*** Opening of INPUT MATERIAL ***
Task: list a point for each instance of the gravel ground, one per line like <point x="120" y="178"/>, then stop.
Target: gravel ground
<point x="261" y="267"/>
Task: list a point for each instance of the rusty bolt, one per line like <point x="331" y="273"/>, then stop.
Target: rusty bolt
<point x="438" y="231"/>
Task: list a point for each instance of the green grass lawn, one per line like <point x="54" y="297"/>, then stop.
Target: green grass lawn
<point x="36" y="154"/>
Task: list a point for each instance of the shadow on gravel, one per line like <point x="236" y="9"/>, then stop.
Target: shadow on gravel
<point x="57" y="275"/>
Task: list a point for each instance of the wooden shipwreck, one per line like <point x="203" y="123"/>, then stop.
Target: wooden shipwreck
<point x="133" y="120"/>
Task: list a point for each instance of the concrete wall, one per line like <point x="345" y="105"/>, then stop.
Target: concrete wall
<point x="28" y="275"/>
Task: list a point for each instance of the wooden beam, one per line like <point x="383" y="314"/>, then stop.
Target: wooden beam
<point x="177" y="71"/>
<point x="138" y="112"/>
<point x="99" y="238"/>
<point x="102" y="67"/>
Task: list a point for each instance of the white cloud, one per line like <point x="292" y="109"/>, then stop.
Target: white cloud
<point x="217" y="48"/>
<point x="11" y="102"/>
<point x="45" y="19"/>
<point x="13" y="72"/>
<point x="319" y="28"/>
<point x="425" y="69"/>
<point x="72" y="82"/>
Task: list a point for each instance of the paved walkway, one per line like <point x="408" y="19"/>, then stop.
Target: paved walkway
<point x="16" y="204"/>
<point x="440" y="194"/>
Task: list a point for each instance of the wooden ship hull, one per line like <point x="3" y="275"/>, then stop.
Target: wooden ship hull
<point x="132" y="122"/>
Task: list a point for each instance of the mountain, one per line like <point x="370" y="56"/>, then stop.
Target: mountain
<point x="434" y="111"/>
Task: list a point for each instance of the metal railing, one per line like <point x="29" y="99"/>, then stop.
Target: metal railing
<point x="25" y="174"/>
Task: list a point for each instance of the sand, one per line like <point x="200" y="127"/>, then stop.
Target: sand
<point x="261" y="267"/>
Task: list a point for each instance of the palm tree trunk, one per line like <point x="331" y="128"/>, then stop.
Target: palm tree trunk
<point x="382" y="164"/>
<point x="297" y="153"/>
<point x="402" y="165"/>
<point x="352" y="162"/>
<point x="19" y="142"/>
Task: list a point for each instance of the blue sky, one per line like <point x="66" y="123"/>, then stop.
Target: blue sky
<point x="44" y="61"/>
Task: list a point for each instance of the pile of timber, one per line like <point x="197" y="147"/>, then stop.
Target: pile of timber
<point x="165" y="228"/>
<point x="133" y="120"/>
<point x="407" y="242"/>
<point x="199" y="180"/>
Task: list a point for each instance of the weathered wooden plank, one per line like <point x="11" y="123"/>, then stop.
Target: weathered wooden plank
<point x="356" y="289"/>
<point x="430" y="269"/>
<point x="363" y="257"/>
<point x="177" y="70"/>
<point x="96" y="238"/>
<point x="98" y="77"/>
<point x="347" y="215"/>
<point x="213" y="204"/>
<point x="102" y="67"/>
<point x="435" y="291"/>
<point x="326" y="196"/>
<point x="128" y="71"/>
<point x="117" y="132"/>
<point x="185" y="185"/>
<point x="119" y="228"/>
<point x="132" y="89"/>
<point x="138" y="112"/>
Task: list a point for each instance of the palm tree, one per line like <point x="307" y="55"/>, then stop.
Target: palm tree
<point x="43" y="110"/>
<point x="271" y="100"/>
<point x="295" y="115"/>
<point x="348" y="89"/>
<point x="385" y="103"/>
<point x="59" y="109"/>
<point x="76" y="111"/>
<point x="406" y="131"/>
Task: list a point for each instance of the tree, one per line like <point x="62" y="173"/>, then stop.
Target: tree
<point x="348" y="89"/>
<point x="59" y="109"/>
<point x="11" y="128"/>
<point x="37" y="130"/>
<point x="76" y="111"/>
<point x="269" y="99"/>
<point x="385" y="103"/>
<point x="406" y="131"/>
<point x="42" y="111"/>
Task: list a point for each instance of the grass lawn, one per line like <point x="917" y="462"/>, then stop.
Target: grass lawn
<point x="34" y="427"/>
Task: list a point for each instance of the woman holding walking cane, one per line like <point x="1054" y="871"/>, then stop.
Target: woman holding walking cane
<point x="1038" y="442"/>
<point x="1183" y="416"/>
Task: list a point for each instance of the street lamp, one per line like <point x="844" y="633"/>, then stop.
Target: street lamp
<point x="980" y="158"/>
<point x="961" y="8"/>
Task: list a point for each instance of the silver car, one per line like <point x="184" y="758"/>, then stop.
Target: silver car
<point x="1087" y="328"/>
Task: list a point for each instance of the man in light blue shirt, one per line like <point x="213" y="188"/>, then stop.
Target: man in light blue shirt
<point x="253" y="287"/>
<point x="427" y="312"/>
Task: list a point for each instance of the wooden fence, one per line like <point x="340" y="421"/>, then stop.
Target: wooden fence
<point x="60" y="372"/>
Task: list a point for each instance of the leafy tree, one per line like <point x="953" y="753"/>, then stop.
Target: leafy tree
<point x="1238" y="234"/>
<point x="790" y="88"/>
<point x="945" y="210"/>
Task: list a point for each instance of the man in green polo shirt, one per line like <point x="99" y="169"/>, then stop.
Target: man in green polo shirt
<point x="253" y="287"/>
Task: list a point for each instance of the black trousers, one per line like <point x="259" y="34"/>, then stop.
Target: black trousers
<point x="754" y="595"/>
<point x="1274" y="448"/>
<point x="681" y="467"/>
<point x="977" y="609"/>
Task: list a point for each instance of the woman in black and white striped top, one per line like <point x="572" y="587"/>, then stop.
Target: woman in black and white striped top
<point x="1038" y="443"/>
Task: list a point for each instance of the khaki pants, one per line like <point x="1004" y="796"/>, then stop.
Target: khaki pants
*** Close of INPUT MATERIAL ***
WORK REQUIRED :: Restate word for word the entries above from the line with "polo shirt, one" through the line with "Task: list a point for each instance of the black", inclusive, leaving out everything else.

OUTPUT FOR THIS EXERCISE ::
Task: list a point for each instance of the man in green polo shirt, one per line like <point x="99" y="169"/>, then stop.
Target: man in green polo shirt
<point x="253" y="287"/>
Task: list a point for each instance of the black trousers, one per line like <point x="259" y="34"/>, then stop.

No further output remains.